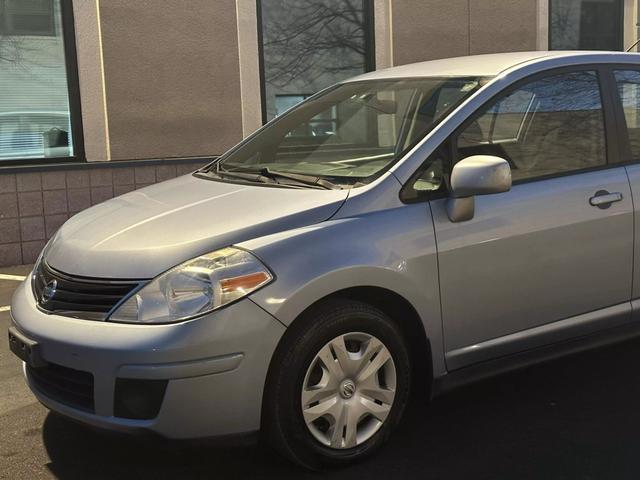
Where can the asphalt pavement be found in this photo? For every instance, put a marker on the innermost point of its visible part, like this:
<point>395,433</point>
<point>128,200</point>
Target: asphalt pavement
<point>574,418</point>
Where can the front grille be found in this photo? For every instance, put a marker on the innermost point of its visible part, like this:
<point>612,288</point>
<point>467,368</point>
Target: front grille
<point>91,299</point>
<point>64,385</point>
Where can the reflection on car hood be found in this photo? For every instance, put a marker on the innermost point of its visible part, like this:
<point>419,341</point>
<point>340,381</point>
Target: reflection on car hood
<point>146,232</point>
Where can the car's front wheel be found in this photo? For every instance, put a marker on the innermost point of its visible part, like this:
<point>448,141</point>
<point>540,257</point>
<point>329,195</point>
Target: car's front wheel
<point>338,384</point>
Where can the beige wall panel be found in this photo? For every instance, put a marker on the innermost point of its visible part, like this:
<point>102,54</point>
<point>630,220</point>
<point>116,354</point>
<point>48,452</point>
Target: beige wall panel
<point>172,77</point>
<point>429,29</point>
<point>503,26</point>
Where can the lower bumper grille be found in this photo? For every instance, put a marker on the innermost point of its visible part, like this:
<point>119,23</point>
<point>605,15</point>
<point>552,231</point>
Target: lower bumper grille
<point>64,385</point>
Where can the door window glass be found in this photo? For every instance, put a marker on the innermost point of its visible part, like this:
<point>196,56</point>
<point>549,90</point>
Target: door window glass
<point>628,82</point>
<point>549,126</point>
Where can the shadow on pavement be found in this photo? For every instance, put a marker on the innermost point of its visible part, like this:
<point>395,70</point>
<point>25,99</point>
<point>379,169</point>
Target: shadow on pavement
<point>576,418</point>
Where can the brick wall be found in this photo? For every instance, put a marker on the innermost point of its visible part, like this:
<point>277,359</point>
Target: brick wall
<point>33,205</point>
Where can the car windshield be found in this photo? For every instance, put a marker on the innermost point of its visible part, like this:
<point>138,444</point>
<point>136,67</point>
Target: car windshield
<point>347,134</point>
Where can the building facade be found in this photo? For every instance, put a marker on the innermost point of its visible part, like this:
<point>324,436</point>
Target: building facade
<point>100,97</point>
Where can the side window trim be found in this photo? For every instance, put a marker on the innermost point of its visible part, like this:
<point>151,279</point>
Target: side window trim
<point>609,117</point>
<point>612,110</point>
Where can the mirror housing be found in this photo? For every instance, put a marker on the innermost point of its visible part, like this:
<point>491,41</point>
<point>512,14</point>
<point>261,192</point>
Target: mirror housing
<point>476,175</point>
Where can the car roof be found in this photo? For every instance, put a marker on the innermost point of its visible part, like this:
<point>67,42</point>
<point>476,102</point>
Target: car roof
<point>488,65</point>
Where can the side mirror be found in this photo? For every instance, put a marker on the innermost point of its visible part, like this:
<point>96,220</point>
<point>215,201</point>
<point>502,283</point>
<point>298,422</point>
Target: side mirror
<point>476,175</point>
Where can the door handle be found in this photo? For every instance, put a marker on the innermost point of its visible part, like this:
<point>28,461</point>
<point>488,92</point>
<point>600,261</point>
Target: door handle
<point>603,199</point>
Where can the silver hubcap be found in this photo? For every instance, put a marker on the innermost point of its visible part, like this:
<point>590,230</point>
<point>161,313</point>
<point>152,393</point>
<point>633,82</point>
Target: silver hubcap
<point>348,390</point>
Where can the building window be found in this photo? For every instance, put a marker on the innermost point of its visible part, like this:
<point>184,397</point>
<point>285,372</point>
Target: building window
<point>310,44</point>
<point>586,25</point>
<point>27,17</point>
<point>36,120</point>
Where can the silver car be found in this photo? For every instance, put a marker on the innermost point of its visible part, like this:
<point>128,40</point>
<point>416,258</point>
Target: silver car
<point>450,220</point>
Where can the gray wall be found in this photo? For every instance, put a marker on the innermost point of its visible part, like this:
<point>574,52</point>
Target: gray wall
<point>426,30</point>
<point>172,77</point>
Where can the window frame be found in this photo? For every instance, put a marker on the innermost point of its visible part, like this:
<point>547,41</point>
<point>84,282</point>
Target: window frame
<point>369,56</point>
<point>620,32</point>
<point>611,120</point>
<point>73,93</point>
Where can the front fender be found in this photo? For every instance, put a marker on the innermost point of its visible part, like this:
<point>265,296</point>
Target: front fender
<point>392,249</point>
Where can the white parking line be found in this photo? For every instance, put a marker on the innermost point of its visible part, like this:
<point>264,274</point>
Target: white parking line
<point>17,278</point>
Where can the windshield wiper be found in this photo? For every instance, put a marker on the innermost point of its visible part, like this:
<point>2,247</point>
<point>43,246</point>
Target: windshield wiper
<point>251,177</point>
<point>310,180</point>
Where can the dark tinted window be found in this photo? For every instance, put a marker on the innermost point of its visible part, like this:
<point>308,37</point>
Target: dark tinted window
<point>629,90</point>
<point>353,131</point>
<point>549,126</point>
<point>585,25</point>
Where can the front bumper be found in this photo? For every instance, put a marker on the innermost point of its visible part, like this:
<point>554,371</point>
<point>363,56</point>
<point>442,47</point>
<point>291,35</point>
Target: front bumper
★ ★ ★
— WHAT TO PRODUCE —
From the opening line of the entries above to the line that holds "<point>340,381</point>", inclusive, reproduce each line exactly and omit any picture.

— TASK RESULT —
Where can the asphalt pavement be found in this photo? For every instance, put a marker on the innermost point of its visible part, like this:
<point>395,433</point>
<point>128,200</point>
Target: asphalt pavement
<point>574,418</point>
Where can the front grille be found in this photo? For every instance, put a marker on the innermost point of its visible part, like this:
<point>612,288</point>
<point>467,368</point>
Target: front grille
<point>91,299</point>
<point>64,385</point>
Where can the reflection on car hood be found in this photo? For every instance, put a marker on the innermost point of its visible part, like this:
<point>419,341</point>
<point>340,381</point>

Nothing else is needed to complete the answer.